▶ [Qué se pide]:
Cuenta cuántas líneas de los registros contienen la palabra "below" y responde únicamente con esa cifra.

▶ [Registros proporcionados]:
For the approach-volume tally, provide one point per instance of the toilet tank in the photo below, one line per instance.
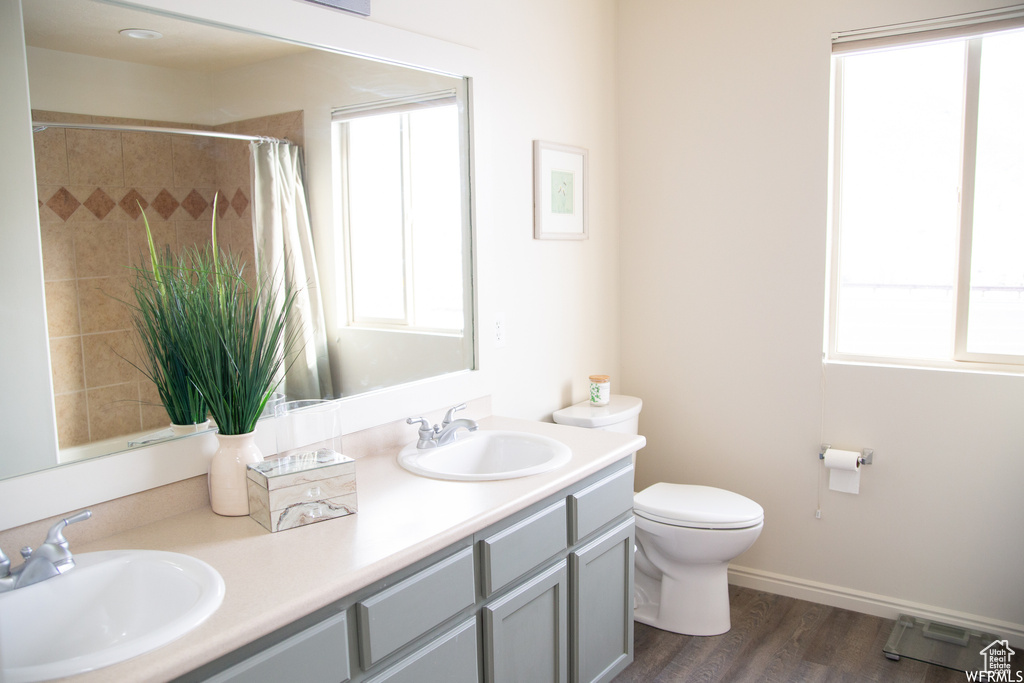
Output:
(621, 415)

---

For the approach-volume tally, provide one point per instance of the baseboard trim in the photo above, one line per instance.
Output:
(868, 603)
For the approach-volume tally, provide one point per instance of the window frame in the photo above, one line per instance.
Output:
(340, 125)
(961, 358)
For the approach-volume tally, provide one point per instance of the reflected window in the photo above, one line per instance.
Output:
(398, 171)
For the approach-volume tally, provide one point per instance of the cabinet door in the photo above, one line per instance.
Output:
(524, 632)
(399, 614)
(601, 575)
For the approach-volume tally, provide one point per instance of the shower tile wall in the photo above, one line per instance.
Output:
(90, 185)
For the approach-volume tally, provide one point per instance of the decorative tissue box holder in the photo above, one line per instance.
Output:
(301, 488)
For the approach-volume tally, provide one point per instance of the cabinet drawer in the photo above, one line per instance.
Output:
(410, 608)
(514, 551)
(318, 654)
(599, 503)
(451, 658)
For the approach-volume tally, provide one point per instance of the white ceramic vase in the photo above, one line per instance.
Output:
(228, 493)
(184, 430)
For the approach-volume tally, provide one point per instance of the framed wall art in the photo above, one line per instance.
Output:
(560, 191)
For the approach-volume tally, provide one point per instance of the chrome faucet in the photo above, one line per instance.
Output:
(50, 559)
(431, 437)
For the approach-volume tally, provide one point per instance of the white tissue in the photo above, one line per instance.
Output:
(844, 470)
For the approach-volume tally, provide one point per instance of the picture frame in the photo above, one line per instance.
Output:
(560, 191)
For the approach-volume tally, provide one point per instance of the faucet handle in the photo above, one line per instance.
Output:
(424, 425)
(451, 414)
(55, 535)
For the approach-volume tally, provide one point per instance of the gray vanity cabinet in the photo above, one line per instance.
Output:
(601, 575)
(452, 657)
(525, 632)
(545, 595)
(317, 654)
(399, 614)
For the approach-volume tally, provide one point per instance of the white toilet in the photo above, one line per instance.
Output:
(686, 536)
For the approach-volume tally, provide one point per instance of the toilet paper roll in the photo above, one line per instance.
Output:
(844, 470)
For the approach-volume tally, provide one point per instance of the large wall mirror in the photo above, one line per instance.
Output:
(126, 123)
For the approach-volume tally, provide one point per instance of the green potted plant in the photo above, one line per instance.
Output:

...

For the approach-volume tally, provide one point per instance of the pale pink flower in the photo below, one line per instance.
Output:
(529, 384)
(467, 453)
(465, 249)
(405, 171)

▶ [Solución del problema]:
2